Task item: Would you return the entries below word for word?

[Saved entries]
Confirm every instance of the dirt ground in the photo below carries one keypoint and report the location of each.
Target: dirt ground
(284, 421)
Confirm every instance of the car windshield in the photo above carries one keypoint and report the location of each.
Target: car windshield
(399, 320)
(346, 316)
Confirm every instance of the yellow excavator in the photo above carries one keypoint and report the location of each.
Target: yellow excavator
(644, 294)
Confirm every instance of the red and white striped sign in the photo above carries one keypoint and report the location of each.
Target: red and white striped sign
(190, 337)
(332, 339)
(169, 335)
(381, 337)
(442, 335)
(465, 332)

Exercise result:
Confirm every instance of the dirt ground in the photo below carries one keypoint and report the location of each.
Target: dirt ground
(284, 421)
Confirm every instance of the car windshield in the photo above carries one keypoint and report the location of each.
Target: car windshield
(399, 320)
(346, 316)
Confirm every instance of the yellow excavator in the photo above carries one keypoint and report the location of each.
Target: yellow excavator
(644, 294)
Confirm every instance of the red and white striped sign in the photo above carries one keypoint and report the location of each.
Target: red and white striped sign
(190, 337)
(332, 339)
(169, 335)
(381, 337)
(442, 335)
(465, 332)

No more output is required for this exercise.